## EXERCISE DETAILS
Rename "rough mask" to "coarse mask" in the lines starting at the one containing "Each <instance> block presents" and ending at the one containing "positive clicks: (748, 638)". Give those lines again with all else unchanged.

(Records in a dataset)
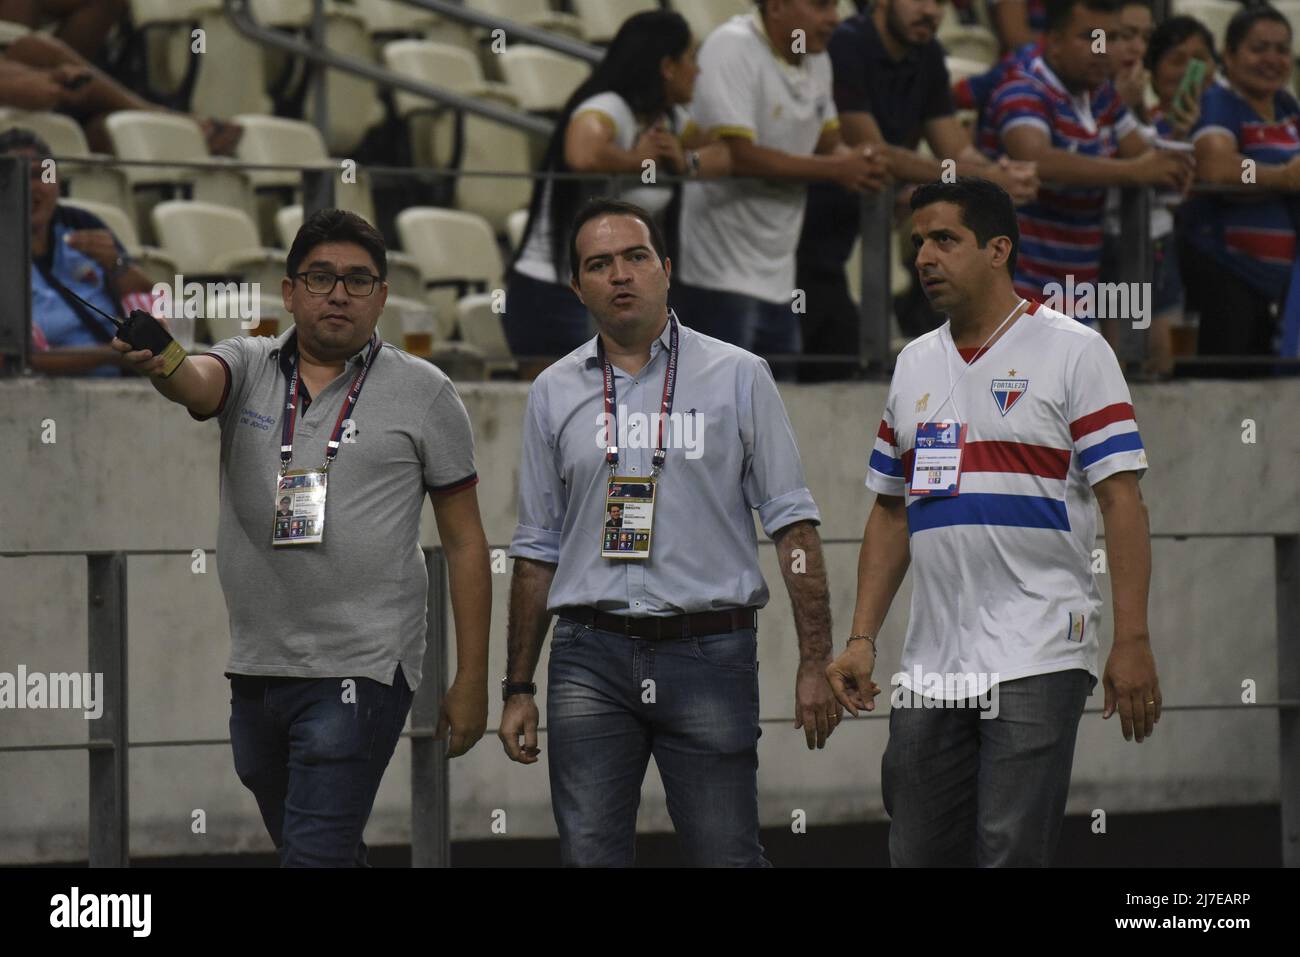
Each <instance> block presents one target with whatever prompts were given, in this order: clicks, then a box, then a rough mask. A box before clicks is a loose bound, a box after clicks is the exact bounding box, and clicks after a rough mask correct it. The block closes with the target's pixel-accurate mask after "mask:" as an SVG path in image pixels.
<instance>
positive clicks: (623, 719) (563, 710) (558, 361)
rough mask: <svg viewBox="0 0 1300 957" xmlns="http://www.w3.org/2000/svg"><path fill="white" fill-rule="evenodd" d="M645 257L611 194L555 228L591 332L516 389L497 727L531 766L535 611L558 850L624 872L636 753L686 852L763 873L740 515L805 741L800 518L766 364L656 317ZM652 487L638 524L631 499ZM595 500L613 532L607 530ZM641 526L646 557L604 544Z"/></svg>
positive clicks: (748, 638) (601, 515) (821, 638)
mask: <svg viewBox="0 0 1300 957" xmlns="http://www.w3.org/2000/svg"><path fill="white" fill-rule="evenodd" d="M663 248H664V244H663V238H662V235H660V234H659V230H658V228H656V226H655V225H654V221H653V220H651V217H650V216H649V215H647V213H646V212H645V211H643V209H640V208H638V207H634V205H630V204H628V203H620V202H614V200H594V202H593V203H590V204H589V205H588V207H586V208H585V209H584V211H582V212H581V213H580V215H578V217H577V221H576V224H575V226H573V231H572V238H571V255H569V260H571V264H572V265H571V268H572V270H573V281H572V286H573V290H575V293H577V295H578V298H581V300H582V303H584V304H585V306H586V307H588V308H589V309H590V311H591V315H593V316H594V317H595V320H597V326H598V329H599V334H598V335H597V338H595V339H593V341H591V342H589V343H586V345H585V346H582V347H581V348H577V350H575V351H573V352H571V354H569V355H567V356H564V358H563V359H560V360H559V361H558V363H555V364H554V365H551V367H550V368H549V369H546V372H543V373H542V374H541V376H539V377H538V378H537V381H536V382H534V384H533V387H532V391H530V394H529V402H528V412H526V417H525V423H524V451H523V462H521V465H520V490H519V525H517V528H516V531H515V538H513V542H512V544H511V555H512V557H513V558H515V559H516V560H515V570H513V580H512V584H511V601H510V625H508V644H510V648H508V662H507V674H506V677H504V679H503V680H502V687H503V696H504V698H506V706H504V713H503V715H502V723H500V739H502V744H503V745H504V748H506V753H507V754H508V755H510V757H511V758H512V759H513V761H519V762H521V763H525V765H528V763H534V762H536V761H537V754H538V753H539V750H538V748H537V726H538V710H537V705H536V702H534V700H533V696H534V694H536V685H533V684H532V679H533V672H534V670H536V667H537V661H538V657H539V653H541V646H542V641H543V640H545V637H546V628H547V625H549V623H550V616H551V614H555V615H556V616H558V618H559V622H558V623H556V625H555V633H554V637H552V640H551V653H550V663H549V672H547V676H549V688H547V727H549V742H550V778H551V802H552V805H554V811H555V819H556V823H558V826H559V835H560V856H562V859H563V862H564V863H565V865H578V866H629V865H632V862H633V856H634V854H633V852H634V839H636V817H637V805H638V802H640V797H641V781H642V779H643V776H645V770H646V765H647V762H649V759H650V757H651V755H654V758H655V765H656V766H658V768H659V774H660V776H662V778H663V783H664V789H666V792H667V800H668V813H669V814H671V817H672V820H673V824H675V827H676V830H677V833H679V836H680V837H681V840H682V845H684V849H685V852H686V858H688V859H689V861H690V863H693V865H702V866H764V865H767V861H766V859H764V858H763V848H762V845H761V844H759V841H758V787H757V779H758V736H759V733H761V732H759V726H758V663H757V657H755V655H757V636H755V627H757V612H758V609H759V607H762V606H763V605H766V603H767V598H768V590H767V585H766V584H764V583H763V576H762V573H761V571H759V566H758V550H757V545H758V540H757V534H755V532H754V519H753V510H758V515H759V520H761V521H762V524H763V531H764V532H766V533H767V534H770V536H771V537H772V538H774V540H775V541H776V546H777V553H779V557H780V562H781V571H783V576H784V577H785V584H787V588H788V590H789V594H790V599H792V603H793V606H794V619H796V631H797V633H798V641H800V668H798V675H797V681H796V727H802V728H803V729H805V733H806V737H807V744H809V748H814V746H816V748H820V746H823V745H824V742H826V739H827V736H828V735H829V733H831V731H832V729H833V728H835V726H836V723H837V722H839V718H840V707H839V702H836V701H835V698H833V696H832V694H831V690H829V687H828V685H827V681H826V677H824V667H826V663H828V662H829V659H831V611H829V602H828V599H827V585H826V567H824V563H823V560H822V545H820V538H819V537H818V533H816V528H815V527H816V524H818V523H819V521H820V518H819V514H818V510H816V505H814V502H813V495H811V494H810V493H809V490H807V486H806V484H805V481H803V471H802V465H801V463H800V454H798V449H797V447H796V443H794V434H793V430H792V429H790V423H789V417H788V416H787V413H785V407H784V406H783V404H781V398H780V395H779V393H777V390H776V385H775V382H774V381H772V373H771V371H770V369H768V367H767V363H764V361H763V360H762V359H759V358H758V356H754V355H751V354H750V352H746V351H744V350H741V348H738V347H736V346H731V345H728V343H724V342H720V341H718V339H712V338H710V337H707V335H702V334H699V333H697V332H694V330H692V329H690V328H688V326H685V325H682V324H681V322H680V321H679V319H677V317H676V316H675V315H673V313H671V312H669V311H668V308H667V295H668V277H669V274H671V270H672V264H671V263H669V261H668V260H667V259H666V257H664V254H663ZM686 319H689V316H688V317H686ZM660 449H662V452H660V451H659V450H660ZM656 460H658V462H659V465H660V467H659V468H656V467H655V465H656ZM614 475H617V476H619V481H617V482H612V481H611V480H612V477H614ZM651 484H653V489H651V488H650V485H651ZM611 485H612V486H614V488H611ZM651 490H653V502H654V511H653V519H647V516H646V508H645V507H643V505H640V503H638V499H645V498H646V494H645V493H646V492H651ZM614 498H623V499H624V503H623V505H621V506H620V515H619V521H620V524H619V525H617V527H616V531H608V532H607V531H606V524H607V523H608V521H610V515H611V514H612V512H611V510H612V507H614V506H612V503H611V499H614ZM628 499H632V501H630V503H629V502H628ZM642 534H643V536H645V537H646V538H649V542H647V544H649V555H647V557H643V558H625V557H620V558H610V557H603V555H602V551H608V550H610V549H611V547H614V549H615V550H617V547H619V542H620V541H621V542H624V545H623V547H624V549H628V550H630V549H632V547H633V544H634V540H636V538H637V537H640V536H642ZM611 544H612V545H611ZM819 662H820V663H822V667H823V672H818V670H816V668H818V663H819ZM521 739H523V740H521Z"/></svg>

--

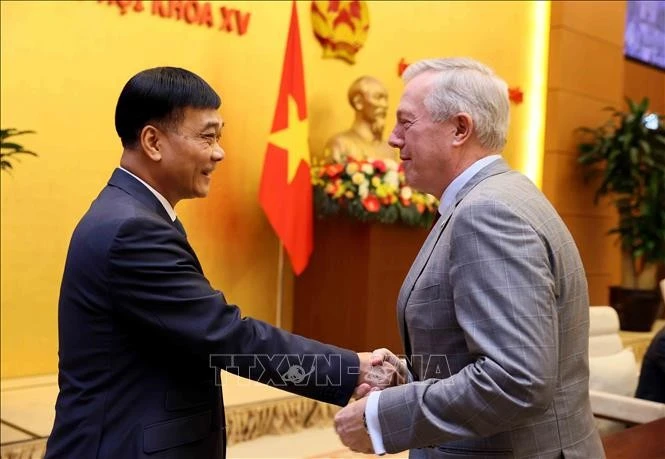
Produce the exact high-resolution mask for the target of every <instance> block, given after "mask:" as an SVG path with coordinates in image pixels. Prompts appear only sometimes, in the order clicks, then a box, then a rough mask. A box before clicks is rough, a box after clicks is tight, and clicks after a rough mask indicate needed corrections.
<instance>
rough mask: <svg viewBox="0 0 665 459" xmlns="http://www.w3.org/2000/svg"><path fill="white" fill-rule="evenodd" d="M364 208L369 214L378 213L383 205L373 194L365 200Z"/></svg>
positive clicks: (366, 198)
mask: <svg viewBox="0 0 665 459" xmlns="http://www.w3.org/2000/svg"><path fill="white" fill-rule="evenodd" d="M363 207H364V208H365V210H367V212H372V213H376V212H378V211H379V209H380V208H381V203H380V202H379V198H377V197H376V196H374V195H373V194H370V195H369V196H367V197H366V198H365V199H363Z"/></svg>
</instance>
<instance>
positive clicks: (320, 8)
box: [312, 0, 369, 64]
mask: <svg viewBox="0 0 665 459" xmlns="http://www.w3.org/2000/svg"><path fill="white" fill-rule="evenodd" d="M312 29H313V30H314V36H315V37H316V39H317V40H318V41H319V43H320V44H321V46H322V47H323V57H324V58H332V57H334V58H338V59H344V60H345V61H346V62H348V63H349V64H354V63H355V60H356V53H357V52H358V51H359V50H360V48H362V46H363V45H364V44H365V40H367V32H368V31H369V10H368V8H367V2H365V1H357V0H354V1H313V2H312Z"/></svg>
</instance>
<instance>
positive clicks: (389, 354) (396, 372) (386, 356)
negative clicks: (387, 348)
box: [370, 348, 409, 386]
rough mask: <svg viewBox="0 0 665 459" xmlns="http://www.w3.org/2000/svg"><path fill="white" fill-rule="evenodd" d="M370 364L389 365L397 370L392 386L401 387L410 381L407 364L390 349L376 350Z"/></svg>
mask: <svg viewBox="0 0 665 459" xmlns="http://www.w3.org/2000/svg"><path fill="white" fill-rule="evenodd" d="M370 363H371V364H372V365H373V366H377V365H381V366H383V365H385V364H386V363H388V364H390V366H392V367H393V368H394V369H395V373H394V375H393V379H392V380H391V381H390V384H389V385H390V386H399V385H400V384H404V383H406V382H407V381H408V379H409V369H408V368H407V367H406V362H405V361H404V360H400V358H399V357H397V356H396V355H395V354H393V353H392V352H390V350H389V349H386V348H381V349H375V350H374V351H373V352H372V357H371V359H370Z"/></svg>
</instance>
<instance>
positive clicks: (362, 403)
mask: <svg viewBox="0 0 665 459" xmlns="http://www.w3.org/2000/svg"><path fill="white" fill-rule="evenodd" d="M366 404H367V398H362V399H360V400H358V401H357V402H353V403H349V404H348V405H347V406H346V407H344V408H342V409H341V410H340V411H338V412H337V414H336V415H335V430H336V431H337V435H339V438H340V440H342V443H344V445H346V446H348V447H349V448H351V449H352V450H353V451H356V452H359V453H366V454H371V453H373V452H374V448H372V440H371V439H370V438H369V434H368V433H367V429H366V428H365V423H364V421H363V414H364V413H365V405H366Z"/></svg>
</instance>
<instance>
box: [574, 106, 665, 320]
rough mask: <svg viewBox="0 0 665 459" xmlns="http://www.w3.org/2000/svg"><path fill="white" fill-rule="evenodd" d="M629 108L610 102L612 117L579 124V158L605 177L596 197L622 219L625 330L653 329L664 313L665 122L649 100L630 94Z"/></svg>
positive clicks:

* * *

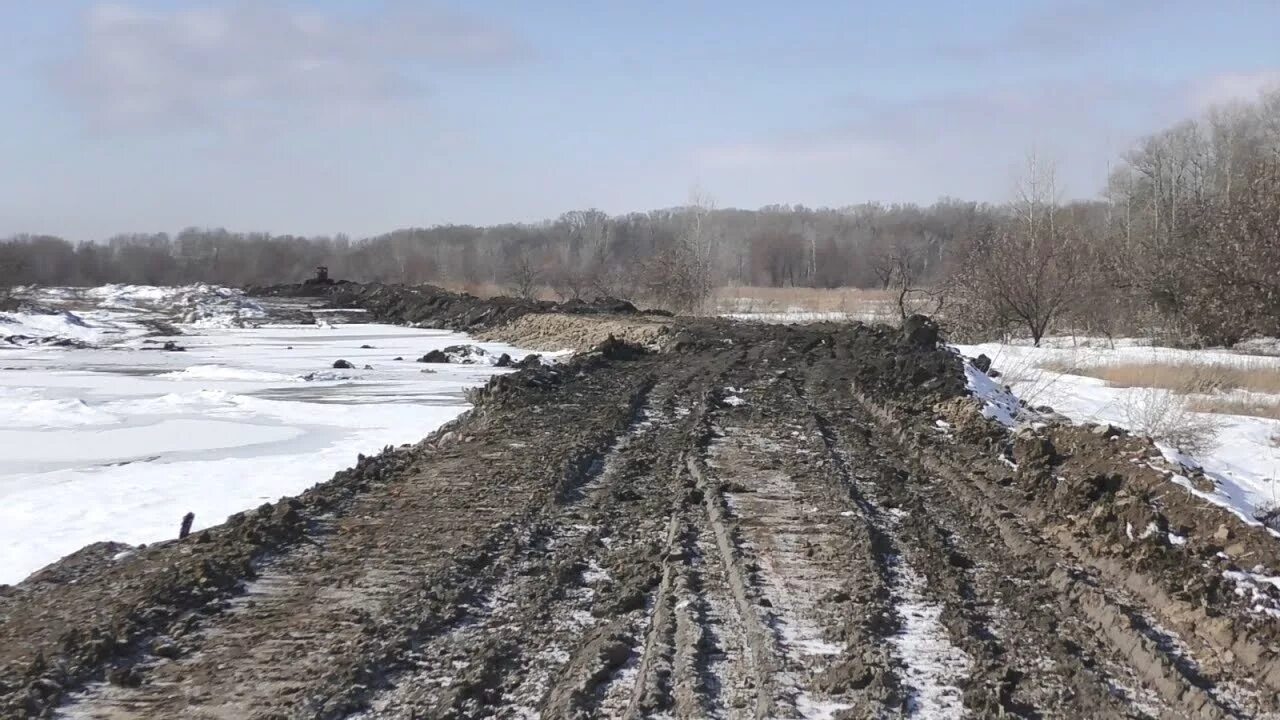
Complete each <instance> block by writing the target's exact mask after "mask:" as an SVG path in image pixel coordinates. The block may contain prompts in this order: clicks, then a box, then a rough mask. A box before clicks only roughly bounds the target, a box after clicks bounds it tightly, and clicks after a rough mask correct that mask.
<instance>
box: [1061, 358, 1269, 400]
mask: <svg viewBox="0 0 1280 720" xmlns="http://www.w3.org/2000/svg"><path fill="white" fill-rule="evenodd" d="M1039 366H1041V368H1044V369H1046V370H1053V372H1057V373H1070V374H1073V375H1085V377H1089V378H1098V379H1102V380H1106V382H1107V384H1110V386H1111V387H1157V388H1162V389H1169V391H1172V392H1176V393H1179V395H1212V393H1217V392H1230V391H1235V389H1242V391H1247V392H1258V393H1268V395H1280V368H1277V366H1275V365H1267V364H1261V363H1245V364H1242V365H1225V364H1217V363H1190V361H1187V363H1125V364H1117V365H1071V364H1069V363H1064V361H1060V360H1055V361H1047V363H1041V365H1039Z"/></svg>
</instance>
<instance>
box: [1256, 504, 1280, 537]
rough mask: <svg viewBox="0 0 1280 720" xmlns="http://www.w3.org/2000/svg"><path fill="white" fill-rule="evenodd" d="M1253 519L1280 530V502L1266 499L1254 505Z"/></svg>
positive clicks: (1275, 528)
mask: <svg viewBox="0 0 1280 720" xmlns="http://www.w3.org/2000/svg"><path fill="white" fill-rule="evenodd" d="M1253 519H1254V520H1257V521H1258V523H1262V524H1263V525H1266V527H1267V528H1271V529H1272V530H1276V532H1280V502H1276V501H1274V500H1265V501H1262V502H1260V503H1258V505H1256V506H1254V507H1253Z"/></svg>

## RESULT OF THE TASK
Each <instance> block presents one target with whatever prompts were given, in this order: clicks, then a box, then a coarse mask. A box before clicks is a loose bound, a box after clicks is the exact bounding box, and clicks after a coarse mask correct it. The block closes with the target's pixel-accurate mask after "mask:" as an SVG path in image pixels.
<instance>
positive clicks: (623, 719) (563, 710) (558, 361)
coarse mask: <svg viewBox="0 0 1300 957" xmlns="http://www.w3.org/2000/svg"><path fill="white" fill-rule="evenodd" d="M645 257L611 194L555 228L591 332L516 389L497 727L531 766L535 611L558 850L624 872L636 753L686 852L763 873L740 515L805 741L800 518L766 364L656 317ZM652 487L638 524L631 499ZM595 500L613 532L607 530ZM641 526L646 557L604 544Z"/></svg>
positive clicks: (748, 638) (601, 515) (821, 638)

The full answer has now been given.